Pointing dataset excerpts:
##########

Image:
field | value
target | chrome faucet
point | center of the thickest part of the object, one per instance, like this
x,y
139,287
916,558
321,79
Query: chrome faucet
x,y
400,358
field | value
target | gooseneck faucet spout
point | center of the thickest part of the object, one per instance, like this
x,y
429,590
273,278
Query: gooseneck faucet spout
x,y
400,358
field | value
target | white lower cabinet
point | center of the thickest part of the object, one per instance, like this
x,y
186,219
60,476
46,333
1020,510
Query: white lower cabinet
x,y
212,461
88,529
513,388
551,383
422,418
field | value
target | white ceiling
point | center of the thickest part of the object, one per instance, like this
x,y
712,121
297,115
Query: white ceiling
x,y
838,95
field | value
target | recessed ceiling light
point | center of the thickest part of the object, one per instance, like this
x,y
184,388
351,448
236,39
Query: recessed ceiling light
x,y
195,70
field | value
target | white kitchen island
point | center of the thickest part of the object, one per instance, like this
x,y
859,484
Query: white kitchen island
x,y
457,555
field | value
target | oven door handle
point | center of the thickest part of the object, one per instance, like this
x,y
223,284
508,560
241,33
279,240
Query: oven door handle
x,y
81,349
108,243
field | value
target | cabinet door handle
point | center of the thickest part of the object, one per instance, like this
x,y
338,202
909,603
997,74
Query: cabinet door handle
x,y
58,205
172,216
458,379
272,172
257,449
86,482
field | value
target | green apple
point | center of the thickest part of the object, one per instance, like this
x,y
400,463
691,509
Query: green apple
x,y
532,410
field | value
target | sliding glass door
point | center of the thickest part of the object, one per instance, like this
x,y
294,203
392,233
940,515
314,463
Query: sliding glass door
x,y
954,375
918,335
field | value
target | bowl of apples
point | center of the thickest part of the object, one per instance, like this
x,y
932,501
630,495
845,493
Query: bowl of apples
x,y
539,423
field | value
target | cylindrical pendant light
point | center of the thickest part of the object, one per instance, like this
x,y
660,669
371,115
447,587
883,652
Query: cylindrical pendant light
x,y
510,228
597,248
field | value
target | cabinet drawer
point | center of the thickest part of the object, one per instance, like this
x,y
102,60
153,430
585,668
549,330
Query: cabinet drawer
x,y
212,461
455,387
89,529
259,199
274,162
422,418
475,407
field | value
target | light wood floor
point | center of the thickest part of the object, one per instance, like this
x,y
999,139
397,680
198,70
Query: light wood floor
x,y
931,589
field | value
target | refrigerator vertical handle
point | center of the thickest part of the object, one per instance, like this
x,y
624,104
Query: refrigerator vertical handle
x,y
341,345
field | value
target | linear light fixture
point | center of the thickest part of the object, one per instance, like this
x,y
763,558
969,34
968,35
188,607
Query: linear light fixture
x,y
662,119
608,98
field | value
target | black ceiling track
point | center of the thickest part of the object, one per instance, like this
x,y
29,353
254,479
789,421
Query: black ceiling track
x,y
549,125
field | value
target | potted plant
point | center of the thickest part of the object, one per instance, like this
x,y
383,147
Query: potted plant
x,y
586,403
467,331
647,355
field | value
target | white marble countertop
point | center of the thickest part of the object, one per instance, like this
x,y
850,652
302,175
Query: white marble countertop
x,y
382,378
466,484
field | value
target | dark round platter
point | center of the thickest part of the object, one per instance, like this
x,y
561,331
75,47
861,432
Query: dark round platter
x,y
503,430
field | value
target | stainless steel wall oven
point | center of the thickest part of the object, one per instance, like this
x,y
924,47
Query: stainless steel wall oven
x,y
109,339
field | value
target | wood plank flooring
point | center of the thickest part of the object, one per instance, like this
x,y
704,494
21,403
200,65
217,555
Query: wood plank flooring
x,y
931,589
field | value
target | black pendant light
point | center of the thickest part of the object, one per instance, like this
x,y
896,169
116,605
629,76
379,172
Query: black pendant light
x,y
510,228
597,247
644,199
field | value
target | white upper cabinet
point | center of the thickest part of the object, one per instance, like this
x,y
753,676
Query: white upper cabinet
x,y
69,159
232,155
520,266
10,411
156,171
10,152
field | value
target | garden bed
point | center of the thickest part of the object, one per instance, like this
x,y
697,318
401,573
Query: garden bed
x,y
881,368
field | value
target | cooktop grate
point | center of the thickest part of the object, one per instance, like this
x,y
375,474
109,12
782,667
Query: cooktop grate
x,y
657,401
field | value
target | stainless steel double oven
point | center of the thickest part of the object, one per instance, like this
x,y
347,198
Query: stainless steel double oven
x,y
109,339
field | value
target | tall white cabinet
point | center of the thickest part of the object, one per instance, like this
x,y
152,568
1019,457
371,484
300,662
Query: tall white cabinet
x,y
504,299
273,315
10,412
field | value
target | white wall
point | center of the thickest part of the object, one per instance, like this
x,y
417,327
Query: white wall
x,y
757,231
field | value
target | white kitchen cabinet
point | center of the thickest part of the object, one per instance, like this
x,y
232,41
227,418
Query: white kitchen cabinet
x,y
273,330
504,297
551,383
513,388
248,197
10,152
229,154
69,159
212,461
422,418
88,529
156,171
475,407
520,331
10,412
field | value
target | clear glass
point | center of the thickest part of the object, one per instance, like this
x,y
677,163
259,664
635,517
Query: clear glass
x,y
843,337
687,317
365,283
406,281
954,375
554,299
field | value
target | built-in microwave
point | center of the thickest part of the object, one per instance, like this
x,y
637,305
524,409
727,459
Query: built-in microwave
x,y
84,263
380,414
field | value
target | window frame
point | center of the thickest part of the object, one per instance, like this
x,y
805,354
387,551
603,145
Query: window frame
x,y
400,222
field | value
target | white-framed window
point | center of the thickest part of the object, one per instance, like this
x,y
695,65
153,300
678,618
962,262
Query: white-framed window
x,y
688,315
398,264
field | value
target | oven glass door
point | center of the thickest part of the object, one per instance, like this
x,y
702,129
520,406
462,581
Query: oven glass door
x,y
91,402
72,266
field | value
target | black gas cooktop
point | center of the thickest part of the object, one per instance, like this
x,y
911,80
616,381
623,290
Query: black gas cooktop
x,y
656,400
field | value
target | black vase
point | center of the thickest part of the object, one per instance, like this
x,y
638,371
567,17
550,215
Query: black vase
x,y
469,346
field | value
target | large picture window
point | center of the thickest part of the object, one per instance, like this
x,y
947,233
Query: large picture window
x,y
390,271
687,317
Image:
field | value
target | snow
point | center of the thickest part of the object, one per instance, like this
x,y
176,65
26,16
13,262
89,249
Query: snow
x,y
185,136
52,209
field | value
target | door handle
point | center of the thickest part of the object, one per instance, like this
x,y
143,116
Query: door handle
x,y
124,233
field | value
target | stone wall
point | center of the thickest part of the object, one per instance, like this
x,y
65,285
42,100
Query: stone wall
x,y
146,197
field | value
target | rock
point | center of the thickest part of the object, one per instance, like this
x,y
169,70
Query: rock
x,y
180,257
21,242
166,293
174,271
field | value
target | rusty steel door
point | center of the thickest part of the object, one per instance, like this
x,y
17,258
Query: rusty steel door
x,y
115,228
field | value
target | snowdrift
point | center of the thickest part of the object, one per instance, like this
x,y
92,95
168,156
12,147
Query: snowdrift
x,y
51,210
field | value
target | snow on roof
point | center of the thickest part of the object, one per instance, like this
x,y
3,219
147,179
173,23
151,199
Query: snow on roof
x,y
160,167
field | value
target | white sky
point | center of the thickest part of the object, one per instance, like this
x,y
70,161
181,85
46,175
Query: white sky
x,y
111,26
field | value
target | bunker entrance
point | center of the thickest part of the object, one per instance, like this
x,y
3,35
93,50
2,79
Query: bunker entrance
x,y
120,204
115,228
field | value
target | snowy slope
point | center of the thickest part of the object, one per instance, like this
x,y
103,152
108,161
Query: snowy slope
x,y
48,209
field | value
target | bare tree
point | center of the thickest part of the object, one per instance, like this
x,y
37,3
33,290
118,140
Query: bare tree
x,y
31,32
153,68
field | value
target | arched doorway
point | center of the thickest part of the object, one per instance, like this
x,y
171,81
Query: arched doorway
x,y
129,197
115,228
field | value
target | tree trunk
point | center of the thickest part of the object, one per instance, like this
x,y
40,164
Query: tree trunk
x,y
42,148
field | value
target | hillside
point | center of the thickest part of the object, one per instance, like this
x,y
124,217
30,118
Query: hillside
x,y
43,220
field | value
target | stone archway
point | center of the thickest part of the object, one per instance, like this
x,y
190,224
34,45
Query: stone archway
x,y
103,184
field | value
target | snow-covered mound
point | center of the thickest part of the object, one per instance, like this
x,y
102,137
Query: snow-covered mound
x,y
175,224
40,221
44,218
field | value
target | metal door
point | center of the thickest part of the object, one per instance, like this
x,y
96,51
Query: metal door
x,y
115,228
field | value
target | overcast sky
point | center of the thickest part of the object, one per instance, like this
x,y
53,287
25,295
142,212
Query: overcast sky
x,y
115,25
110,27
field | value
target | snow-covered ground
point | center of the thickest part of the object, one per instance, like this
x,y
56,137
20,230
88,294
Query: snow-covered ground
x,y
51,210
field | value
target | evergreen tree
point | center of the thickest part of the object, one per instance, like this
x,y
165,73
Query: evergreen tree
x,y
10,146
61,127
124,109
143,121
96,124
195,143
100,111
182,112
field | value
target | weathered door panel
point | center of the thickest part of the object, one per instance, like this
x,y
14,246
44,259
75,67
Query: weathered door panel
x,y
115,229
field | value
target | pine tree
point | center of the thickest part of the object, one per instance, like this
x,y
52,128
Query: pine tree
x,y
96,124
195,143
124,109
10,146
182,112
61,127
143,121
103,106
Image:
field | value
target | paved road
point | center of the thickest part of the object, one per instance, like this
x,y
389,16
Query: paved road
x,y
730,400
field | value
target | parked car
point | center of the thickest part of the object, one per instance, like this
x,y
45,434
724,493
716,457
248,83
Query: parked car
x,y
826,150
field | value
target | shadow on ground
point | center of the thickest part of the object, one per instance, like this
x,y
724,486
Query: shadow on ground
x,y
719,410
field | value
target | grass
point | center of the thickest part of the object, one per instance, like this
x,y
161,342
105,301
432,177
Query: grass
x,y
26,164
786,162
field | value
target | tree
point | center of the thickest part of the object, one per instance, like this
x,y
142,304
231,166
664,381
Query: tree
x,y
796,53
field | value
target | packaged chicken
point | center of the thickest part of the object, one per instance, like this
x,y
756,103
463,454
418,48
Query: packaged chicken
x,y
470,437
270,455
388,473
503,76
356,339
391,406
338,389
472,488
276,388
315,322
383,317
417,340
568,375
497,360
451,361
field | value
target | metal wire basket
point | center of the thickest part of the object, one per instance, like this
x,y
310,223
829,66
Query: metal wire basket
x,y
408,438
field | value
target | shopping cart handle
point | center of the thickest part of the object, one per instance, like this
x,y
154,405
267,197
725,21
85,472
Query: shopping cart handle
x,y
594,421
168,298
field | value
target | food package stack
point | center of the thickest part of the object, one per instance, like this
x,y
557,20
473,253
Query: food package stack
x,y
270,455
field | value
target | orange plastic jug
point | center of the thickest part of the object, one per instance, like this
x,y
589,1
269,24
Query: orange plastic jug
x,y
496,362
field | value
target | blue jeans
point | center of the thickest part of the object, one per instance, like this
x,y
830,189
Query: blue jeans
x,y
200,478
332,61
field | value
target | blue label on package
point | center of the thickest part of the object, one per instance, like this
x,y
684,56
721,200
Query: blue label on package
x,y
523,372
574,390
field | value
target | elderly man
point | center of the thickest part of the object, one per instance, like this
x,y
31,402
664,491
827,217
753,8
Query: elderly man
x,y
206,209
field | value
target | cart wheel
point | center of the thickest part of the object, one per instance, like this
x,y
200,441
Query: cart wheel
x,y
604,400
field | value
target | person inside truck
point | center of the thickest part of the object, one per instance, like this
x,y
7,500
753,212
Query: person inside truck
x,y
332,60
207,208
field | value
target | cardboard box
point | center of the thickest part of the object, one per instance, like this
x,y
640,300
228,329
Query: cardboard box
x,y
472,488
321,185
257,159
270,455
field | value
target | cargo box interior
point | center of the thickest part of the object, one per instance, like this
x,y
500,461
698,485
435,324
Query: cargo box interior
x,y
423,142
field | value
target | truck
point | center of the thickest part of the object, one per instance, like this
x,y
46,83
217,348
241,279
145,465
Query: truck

##########

Report every line of the material that contains the word "large", copying each line in full. Case counts.

ANSWER FOR THE TASK ::
target | large picture window
Query: large picture window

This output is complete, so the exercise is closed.